[Data extracted from a collection]
>>>

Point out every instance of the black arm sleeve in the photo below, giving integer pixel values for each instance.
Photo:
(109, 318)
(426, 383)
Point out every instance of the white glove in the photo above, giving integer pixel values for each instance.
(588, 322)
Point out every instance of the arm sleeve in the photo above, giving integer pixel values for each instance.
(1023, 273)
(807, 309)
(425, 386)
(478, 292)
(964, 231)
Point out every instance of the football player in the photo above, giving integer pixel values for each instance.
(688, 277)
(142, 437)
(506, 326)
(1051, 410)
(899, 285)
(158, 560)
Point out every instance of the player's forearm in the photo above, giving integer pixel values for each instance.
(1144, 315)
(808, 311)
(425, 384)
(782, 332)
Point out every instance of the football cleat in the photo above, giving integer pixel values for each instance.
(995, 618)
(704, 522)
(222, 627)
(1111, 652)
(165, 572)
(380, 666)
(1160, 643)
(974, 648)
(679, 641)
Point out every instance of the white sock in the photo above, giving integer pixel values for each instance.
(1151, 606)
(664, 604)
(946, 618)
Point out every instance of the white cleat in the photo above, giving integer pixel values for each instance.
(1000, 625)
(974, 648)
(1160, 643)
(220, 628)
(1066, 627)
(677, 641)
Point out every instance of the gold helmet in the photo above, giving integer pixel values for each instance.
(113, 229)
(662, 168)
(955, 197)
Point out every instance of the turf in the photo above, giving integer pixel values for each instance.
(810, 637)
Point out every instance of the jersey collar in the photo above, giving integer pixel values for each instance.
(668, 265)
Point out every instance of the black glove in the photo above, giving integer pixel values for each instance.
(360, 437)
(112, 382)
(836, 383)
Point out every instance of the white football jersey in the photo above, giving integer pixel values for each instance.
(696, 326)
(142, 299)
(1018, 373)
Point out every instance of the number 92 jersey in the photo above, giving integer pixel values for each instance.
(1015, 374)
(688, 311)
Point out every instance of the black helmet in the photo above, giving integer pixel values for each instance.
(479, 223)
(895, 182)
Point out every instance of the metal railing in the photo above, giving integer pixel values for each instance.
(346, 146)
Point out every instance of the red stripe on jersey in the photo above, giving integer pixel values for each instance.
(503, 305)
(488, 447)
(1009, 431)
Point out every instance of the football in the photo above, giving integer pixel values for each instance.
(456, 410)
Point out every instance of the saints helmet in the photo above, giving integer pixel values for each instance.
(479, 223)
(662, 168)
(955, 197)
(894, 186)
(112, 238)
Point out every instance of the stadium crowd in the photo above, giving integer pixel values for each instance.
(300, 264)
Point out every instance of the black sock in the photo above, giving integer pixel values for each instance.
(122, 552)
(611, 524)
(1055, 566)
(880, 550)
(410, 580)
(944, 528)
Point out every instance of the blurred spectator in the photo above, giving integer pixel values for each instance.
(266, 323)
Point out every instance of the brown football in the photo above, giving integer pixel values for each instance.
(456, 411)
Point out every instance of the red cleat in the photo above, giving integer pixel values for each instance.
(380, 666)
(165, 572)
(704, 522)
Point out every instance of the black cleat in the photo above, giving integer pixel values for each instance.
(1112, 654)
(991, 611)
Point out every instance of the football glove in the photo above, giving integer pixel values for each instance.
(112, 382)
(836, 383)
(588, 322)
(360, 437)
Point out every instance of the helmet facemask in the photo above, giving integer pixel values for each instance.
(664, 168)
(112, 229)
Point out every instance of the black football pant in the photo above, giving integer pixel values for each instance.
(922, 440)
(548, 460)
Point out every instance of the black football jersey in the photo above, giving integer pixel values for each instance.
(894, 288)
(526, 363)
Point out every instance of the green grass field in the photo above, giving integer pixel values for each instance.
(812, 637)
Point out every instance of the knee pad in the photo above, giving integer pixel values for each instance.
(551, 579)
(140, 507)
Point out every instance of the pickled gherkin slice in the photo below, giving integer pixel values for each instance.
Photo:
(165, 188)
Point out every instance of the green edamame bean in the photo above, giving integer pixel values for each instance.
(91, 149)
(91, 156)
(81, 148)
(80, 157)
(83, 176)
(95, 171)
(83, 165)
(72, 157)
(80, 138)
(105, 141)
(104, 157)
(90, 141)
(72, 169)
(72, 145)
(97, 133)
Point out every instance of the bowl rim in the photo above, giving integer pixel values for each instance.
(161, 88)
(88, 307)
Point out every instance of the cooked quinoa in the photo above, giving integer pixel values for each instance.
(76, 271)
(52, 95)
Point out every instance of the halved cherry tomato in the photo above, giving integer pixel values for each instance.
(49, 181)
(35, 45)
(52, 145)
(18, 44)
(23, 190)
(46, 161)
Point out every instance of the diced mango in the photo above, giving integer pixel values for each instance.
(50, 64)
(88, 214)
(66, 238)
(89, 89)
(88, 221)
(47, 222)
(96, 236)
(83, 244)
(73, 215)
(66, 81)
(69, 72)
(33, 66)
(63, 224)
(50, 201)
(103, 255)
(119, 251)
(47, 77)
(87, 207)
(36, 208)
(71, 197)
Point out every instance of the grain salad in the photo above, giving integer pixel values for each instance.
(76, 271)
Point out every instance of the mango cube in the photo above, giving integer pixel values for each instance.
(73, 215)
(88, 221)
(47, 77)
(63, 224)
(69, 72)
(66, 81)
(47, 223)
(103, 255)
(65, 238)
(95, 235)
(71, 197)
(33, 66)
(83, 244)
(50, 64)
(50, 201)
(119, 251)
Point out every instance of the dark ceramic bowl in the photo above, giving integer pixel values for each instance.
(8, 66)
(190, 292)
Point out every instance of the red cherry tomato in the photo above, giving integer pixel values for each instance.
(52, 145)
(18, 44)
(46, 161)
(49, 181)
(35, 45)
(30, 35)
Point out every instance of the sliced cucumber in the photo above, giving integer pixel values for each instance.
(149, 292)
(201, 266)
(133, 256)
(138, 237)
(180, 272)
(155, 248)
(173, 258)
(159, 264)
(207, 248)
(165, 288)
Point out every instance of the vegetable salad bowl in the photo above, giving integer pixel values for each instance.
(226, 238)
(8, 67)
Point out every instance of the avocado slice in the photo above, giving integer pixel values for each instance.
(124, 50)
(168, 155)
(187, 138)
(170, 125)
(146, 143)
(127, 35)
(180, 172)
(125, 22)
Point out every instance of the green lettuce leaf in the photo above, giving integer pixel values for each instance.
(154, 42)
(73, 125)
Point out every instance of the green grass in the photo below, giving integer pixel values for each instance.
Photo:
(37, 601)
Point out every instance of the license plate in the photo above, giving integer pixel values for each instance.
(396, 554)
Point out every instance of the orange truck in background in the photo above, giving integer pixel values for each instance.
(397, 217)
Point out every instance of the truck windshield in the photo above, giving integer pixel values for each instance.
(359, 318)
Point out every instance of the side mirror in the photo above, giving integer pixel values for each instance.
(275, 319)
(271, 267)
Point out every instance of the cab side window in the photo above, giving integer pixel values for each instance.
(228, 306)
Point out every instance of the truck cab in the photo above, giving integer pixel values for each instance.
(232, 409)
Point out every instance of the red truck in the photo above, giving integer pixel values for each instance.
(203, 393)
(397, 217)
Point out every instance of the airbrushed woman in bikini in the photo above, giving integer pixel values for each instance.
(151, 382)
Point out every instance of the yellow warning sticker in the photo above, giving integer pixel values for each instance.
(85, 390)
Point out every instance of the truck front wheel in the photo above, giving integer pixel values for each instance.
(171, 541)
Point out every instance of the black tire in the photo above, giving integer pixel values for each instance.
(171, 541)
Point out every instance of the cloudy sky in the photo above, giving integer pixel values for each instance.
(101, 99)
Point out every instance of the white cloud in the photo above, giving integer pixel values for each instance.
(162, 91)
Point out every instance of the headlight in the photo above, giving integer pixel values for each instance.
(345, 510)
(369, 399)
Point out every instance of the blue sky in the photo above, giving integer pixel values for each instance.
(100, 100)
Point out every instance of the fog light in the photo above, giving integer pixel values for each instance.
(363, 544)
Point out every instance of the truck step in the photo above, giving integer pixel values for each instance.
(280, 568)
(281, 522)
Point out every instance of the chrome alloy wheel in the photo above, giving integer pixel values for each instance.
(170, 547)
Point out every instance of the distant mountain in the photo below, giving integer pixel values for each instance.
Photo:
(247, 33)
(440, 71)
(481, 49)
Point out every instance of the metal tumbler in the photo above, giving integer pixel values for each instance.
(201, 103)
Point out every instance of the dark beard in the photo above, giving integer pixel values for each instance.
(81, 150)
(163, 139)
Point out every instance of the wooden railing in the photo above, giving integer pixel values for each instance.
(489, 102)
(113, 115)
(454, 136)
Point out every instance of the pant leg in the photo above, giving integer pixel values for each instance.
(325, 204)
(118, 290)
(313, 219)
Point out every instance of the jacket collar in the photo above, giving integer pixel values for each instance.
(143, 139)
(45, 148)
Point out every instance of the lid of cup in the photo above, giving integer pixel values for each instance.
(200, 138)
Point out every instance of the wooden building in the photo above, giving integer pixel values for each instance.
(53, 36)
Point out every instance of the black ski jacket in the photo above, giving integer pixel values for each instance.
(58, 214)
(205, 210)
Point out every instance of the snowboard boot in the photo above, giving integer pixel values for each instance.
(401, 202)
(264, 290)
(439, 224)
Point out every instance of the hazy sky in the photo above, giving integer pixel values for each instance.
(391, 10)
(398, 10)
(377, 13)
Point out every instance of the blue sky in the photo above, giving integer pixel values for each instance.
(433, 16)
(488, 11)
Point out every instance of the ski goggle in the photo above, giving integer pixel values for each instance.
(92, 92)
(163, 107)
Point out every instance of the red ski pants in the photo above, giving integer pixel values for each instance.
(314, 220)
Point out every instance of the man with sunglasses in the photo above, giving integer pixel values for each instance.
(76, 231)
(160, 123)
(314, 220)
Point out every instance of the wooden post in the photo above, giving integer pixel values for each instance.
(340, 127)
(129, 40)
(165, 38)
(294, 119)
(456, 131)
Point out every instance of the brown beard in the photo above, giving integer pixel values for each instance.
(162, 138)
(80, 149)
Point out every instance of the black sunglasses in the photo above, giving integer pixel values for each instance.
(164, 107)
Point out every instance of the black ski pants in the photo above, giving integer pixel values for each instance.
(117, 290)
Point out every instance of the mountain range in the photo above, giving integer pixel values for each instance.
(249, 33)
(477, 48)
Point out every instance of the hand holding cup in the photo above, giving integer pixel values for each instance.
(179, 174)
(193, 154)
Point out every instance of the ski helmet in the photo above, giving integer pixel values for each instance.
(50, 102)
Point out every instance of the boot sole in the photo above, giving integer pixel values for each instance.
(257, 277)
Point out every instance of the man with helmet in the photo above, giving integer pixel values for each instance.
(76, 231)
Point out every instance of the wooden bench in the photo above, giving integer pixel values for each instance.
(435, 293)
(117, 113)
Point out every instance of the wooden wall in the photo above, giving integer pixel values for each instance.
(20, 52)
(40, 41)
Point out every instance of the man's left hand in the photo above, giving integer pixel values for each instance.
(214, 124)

<<<

## ASSIGNED TASK
Match on "below" and copy out every line of the entries that contains it.

## WRITTEN ANSWER
Point out every instance of the black arm sleeve in the photo below, giving integer pixel values for each instance.
Point out every instance of the pickled gherkin slice in the photo below, giving integer pixel values for each instance.
Point out every instance of the green grass in the photo below, giving integer pixel values for each instance.
Point out every instance of the distant mountain in the photo below, giving integer pixel values for each instance.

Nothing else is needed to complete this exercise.